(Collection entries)
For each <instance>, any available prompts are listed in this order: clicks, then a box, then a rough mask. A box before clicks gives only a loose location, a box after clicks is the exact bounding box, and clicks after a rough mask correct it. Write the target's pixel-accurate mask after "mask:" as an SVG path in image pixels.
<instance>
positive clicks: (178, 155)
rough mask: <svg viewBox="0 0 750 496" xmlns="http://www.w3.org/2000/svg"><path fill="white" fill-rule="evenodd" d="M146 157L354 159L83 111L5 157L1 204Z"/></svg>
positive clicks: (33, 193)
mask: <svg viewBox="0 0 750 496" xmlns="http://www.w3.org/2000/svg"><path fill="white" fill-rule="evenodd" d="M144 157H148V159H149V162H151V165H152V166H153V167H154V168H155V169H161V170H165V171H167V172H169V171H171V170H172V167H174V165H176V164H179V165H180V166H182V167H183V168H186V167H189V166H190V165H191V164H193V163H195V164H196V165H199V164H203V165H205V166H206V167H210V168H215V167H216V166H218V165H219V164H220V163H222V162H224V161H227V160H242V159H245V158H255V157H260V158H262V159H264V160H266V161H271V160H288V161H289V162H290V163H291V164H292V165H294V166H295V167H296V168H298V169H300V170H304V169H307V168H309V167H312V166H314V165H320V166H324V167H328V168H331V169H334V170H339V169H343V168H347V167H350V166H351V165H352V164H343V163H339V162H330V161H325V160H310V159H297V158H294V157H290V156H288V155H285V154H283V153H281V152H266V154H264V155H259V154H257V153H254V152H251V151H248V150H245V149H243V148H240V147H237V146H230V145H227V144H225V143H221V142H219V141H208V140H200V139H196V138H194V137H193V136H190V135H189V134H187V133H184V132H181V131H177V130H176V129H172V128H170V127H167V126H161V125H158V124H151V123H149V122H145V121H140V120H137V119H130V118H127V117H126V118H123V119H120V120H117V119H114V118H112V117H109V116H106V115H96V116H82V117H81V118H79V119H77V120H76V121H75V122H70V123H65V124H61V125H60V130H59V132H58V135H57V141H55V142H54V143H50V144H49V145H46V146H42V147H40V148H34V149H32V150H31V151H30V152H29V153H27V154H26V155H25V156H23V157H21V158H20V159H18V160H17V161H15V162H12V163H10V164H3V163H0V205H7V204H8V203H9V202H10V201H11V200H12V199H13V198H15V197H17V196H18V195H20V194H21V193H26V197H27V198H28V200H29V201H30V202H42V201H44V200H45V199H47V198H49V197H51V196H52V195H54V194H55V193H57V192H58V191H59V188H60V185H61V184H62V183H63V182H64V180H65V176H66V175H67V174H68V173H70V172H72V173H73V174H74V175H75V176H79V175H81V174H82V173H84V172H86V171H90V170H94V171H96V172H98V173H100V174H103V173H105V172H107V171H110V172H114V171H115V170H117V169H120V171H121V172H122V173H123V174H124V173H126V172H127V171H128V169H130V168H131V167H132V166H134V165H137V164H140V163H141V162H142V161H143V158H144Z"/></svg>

What to produce> Copy whichever lines above contain the string "instance".

Solution to the problem>
For each <instance>, any available prompts are listed in this order: clicks, then a box, then a rough mask. A box before clicks gives only a loose location, a box after clicks is the exact bounding box, and clicks after a rough mask correct it. Write the target's pixel-accurate mask after "mask:" as an SVG path in image pixels.
<instance>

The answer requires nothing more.